What the task requires -
Render the entries as a Markdown table with the columns Row and Text, giving each line its own numbered row and leaving out blank lines. Begin at the line that contains "For the woman with", and stop after the last of the entries.

Supplied information -
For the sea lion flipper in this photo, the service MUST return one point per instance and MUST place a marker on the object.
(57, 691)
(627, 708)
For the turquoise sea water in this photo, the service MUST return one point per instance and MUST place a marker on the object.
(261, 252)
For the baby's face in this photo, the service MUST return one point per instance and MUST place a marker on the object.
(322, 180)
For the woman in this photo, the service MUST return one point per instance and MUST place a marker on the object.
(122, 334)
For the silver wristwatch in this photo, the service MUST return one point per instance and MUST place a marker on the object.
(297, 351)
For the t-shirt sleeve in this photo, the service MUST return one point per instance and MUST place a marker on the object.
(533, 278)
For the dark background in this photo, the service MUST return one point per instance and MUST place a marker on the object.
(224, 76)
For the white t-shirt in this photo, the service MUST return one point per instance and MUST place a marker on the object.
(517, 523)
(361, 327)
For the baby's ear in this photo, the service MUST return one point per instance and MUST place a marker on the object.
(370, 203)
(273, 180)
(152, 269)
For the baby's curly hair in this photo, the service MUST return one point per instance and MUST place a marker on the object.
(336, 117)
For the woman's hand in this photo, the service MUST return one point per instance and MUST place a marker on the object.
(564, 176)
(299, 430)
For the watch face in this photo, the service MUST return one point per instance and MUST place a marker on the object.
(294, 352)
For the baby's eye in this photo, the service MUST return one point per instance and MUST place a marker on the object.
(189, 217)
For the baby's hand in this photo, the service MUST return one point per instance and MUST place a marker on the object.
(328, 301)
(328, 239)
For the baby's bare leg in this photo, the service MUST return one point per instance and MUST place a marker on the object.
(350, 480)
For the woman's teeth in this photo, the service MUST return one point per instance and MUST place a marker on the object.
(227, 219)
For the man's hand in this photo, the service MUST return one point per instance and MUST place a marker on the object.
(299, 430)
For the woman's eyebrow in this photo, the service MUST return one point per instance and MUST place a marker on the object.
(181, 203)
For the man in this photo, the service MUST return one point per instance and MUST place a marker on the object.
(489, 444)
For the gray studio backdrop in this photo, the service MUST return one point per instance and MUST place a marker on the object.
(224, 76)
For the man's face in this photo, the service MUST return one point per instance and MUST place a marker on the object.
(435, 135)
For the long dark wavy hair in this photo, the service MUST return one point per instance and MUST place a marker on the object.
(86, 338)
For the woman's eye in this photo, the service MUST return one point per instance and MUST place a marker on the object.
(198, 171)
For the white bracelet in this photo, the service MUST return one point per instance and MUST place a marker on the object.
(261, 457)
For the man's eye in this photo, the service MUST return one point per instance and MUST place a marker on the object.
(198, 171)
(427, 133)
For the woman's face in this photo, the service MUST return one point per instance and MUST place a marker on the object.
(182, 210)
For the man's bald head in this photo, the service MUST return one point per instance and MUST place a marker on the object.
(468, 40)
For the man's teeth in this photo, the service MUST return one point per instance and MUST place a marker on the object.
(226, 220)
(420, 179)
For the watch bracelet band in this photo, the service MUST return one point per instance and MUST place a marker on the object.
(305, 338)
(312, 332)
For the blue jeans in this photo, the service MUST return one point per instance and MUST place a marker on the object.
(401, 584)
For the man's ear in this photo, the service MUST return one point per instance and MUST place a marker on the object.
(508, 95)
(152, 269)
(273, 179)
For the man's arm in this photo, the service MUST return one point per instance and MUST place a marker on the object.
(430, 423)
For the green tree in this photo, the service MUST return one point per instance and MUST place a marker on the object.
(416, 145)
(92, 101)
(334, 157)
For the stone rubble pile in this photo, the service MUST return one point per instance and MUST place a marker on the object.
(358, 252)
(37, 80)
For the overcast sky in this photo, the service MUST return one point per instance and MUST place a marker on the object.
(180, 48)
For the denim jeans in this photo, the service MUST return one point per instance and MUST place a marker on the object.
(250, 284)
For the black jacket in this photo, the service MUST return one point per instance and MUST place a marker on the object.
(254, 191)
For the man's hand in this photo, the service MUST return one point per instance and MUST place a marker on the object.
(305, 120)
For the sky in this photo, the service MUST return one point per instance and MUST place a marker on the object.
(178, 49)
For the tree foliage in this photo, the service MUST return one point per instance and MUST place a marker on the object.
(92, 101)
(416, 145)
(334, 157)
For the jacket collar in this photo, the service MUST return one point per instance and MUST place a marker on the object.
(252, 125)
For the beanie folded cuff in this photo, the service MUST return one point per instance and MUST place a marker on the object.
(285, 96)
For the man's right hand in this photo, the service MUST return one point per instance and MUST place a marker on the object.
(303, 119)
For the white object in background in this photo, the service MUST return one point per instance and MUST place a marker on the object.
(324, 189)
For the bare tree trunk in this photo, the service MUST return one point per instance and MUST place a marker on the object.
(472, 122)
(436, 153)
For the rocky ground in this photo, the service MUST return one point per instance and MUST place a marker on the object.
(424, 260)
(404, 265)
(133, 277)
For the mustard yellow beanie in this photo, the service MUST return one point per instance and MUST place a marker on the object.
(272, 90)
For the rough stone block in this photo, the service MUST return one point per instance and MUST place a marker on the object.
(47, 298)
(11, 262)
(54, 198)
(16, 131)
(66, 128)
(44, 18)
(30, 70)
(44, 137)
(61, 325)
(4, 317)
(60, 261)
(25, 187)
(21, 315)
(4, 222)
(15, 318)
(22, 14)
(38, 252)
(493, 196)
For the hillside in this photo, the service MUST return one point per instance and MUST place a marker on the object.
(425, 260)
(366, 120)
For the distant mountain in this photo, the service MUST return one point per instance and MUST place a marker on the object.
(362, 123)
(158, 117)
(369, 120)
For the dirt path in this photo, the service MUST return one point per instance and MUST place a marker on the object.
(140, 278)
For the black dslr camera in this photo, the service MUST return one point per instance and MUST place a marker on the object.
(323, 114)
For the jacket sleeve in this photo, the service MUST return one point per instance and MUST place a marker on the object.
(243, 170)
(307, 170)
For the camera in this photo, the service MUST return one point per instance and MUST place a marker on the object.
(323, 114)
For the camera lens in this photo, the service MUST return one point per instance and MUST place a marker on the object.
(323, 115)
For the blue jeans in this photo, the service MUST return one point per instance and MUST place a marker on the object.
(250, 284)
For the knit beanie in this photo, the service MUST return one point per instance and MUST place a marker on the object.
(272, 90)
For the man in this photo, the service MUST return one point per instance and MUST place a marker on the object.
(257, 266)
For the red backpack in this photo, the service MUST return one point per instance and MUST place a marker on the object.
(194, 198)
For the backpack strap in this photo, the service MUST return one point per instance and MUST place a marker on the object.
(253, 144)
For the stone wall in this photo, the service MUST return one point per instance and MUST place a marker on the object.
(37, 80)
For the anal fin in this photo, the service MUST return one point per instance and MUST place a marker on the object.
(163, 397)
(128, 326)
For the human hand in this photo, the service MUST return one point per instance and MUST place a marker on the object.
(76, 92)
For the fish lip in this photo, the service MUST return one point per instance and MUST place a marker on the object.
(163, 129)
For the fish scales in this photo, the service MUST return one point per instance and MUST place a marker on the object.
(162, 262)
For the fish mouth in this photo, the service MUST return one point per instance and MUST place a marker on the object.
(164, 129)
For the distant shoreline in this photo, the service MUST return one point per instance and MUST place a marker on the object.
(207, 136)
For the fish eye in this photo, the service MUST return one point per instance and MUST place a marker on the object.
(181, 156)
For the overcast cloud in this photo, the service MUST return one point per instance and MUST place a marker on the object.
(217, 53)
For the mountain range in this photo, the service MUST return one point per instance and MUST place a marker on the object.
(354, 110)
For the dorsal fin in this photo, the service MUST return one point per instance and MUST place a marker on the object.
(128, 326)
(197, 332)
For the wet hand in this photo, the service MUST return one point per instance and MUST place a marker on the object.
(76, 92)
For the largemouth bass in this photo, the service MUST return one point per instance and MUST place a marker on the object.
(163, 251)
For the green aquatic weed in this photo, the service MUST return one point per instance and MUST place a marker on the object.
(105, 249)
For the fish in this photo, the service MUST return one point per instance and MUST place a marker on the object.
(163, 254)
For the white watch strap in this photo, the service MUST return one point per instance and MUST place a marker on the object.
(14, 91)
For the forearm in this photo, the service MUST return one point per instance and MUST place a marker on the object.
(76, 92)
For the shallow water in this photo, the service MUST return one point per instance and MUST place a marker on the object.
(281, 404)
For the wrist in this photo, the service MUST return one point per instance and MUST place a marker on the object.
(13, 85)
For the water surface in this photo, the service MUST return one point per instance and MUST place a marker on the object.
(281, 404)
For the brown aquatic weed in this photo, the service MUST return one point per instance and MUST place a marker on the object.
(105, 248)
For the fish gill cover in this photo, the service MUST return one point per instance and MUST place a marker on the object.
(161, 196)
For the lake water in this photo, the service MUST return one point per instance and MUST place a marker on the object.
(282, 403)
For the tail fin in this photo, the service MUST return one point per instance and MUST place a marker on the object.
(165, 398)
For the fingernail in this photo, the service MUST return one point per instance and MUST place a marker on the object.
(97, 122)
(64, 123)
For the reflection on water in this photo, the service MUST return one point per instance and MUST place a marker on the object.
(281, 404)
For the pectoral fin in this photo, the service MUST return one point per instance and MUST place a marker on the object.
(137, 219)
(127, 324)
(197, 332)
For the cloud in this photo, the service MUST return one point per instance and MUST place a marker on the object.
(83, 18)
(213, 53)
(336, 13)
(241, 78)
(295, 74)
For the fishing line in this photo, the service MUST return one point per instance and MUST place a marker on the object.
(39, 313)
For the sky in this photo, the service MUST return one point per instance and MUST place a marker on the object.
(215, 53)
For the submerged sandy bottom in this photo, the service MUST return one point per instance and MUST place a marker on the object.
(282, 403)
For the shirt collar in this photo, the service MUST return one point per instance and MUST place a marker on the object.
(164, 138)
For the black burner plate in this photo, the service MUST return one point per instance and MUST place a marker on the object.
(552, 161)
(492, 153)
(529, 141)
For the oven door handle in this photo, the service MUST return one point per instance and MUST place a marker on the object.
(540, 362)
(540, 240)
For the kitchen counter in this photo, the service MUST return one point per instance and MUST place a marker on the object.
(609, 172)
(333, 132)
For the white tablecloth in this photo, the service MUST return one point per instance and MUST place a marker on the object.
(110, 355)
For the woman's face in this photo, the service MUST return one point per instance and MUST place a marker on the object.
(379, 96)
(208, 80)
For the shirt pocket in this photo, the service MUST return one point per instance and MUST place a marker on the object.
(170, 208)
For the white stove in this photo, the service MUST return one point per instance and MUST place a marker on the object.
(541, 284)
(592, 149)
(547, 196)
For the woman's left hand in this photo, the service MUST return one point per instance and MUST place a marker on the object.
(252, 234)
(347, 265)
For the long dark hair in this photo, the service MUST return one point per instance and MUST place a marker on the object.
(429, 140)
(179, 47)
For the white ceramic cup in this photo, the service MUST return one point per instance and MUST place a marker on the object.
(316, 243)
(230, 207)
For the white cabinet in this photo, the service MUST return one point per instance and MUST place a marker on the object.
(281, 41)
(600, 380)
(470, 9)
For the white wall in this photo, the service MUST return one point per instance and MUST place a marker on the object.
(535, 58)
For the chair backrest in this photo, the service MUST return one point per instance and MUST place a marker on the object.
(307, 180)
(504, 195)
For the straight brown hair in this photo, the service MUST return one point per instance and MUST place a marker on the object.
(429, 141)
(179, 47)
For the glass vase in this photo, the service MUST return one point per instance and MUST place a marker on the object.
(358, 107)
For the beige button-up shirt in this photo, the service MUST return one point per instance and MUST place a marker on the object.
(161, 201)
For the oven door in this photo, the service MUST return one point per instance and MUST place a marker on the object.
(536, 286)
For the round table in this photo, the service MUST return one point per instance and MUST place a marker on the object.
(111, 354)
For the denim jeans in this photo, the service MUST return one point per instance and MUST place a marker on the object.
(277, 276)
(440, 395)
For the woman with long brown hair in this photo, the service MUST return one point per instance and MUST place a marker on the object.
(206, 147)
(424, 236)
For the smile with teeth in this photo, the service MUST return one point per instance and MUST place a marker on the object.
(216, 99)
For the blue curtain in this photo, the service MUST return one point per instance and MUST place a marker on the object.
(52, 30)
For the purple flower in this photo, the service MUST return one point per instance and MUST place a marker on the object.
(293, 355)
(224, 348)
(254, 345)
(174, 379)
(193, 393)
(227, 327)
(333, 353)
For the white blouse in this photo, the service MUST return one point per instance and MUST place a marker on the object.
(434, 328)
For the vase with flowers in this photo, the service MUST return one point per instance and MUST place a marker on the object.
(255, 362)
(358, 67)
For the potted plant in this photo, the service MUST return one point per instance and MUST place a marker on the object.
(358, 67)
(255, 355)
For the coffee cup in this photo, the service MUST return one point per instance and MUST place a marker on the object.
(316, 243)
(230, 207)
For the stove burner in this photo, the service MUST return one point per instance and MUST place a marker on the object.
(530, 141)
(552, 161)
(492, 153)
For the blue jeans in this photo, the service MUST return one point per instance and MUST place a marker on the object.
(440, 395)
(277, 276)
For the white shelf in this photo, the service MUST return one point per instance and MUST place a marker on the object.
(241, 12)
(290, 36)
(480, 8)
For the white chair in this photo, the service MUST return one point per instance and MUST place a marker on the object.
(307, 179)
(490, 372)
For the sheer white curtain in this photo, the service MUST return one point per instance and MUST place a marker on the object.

Finished answer -
| Row | Text |
|---|---|
| 1 | For the woman with long brown hair in this photo, the service MUST return one point per instance and MUST place a marker on the object. |
| 2 | (206, 147) |
| 3 | (424, 236) |
| 4 | For the smile with teeth in this photo, the service MUST return one point per instance and MUST place a marker on the object. |
| 5 | (216, 99) |
| 6 | For the blue curtain in this photo, the service MUST return one point per instance and MUST place a marker on the object. |
| 7 | (52, 30) |
| 8 | For the purple flower in this photo, the service MUST return one point per instance and MUST place a marker on the object. |
| 9 | (293, 355) |
| 10 | (224, 348) |
| 11 | (254, 345) |
| 12 | (174, 379) |
| 13 | (193, 393) |
| 14 | (227, 327) |
| 15 | (333, 353) |
| 16 | For the white blouse in this photo, the service MUST return one point per instance and MUST place a marker on the object. |
| 17 | (434, 328) |
| 18 | For the vase with flowers in this photo, the service MUST return one point per instance and MUST place a marker on the object. |
| 19 | (255, 362) |
| 20 | (358, 67) |
| 21 | For the potted plant in this photo, the service MUST return one point per instance and MUST place a marker on the object. |
| 22 | (358, 67) |
| 23 | (255, 355) |
| 24 | For the coffee cup in this photo, the service MUST return one point per instance and MUST place a marker on the object. |
| 25 | (316, 243) |
| 26 | (230, 207) |
| 27 | For the stove burner in this photo, the service MUST return one point per instance and MUST place a marker on the object. |
| 28 | (530, 141) |
| 29 | (552, 161) |
| 30 | (492, 153) |
| 31 | For the blue jeans in this photo, the service MUST return one point per instance and MUST place a marker on the object. |
| 32 | (440, 395) |
| 33 | (277, 276) |
| 34 | For the white shelf in this photo, the service MUST return one point per instance and MUST place a marker on the object. |
| 35 | (241, 12) |
| 36 | (290, 36) |
| 37 | (480, 8) |
| 38 | For the white chair in this photo, the service MUST return one point per instance and MUST place a marker on the object. |
| 39 | (307, 179) |
| 40 | (490, 372) |
| 41 | For the sheer white curtain in this photo, the service MUST return one point per instance and MUST place a marker on the object. |